§ **Task**
Reproduce, word for word, only the lines that begin with the line containing "the snail on" and end with the line containing "[[291, 75], [209, 177], [349, 202], [94, 94], [269, 212]]", both included.

------

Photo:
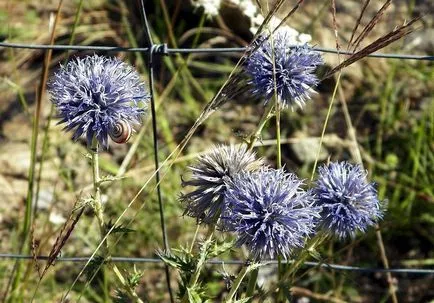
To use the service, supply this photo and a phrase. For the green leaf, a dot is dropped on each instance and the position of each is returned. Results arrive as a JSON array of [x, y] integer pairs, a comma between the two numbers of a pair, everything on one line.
[[118, 229]]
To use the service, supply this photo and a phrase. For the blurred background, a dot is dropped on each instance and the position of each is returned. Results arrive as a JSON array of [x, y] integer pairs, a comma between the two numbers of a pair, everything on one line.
[[390, 103]]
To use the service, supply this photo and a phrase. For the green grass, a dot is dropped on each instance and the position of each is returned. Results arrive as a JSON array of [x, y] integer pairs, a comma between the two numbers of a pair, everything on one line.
[[393, 115]]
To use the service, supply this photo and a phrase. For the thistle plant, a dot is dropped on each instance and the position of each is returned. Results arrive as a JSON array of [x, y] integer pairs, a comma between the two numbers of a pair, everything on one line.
[[276, 67], [349, 202], [209, 177], [98, 97], [269, 212], [94, 95]]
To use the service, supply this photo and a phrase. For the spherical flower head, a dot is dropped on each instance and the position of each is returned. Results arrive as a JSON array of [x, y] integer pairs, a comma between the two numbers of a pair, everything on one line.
[[94, 94], [209, 177], [349, 202], [270, 212], [291, 76]]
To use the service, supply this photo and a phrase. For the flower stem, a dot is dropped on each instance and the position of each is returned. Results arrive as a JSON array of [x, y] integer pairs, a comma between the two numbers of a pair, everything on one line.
[[268, 113], [237, 283], [252, 283], [99, 214], [201, 262]]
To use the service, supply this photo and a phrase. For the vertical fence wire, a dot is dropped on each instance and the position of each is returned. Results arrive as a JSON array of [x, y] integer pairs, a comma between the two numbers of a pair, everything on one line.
[[152, 48]]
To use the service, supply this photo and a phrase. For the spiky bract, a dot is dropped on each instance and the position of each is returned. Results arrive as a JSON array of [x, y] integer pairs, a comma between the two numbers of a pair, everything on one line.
[[94, 93], [209, 177], [291, 76], [349, 202], [270, 212]]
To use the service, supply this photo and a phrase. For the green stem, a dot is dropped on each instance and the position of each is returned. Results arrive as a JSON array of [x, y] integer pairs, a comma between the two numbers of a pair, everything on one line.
[[279, 150], [268, 113], [194, 238], [252, 283], [237, 283], [99, 214], [201, 262]]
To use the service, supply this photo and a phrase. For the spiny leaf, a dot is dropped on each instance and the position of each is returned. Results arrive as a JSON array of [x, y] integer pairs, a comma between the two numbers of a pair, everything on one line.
[[220, 248], [118, 228]]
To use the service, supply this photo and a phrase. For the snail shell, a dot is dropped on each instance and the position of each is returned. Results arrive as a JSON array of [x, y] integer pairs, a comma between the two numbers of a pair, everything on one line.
[[121, 132]]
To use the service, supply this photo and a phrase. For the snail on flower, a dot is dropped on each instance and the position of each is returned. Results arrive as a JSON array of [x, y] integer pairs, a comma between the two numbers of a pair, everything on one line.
[[120, 132]]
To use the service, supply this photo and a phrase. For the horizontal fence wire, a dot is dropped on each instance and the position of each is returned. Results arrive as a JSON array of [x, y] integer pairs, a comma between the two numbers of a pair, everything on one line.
[[162, 49], [410, 271]]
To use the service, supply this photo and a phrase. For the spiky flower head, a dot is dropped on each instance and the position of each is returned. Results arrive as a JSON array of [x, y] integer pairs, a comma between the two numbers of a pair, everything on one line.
[[291, 75], [209, 177], [349, 202], [94, 94], [269, 212]]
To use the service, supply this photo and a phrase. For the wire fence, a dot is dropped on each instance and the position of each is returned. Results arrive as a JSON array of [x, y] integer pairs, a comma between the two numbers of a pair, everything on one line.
[[163, 50], [405, 271]]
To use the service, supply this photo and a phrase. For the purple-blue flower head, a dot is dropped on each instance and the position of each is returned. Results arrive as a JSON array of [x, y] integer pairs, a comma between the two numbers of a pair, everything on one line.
[[291, 76], [95, 94], [269, 212], [349, 202], [209, 177]]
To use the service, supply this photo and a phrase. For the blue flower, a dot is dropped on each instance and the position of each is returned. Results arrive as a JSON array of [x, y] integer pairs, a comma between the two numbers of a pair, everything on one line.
[[349, 202], [209, 177], [269, 212], [294, 68], [95, 95]]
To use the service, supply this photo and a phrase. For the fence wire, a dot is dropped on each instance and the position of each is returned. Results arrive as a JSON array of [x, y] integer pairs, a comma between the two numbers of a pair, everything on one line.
[[162, 49], [409, 271]]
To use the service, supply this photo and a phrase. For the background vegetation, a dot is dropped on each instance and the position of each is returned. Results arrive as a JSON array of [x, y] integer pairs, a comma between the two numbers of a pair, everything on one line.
[[390, 103]]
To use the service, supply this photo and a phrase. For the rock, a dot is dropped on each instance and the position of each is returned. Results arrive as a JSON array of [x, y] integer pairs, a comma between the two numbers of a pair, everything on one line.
[[14, 159]]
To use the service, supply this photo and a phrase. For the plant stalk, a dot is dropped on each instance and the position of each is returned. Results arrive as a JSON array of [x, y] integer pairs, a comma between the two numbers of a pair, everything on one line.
[[237, 283], [201, 262], [99, 214]]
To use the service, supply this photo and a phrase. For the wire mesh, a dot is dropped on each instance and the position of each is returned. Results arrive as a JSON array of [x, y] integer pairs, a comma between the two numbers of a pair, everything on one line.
[[331, 266], [162, 49], [154, 50]]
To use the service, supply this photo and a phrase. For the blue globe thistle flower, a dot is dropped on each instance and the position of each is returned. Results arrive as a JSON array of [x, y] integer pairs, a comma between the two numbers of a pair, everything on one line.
[[98, 96], [269, 212], [349, 203], [293, 66], [209, 177]]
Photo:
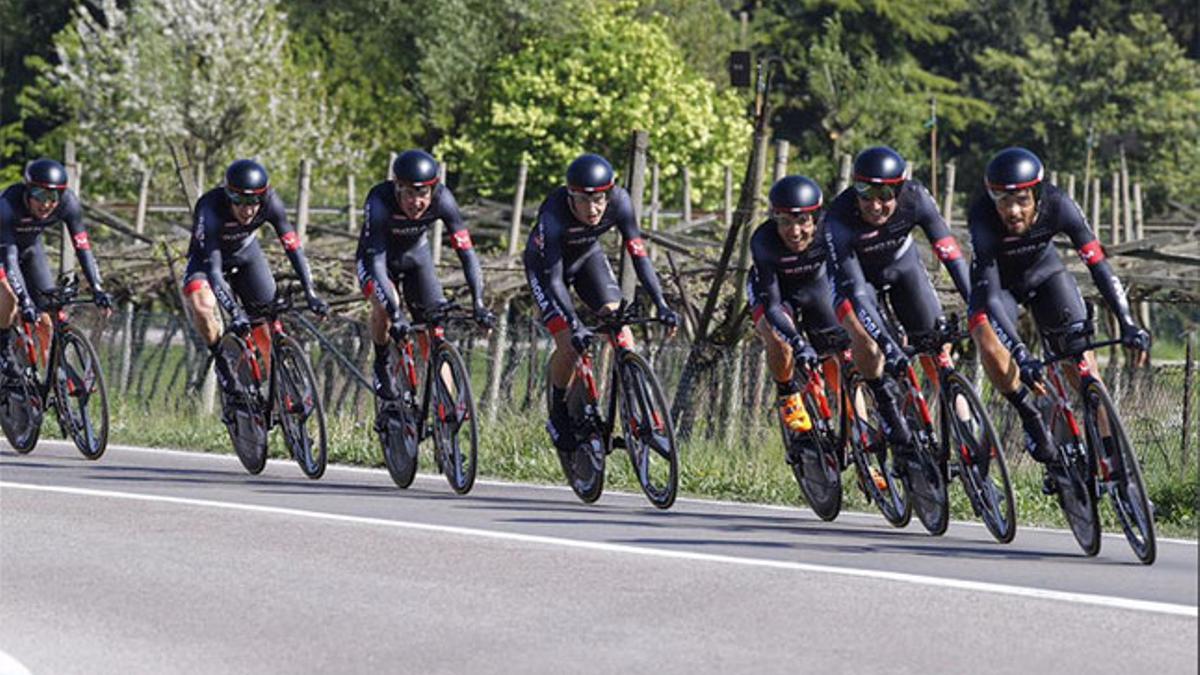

------

§ **Reply**
To use the service, supply this photo and a phrase. For the snail on flower, a dot is dropped on each instance and the position of each is returned. Results arrive as a JSON array of [x, y] integer pairs, a comma between the two numbers of a pair, everything on one line.
[[120, 132]]
To use the service, supply this photo and a phrase. For the horizontal fence wire, a dot is dropped on each instance and the position of each is returned. Results arrive as a JSON array of [x, y] integer pairs, a comma between the two numbers of a pair, everything on one line.
[[162, 49], [410, 271]]
To use the service, supply this photo and a phrase. For the spiky flower head, a dot is dropped on each instance and the position of each is returned. Results arrive as a JSON array of [x, y] integer pairs, a comma between the two numbers of a pair, everything on one line.
[[291, 75], [209, 177], [349, 202], [94, 94], [269, 212]]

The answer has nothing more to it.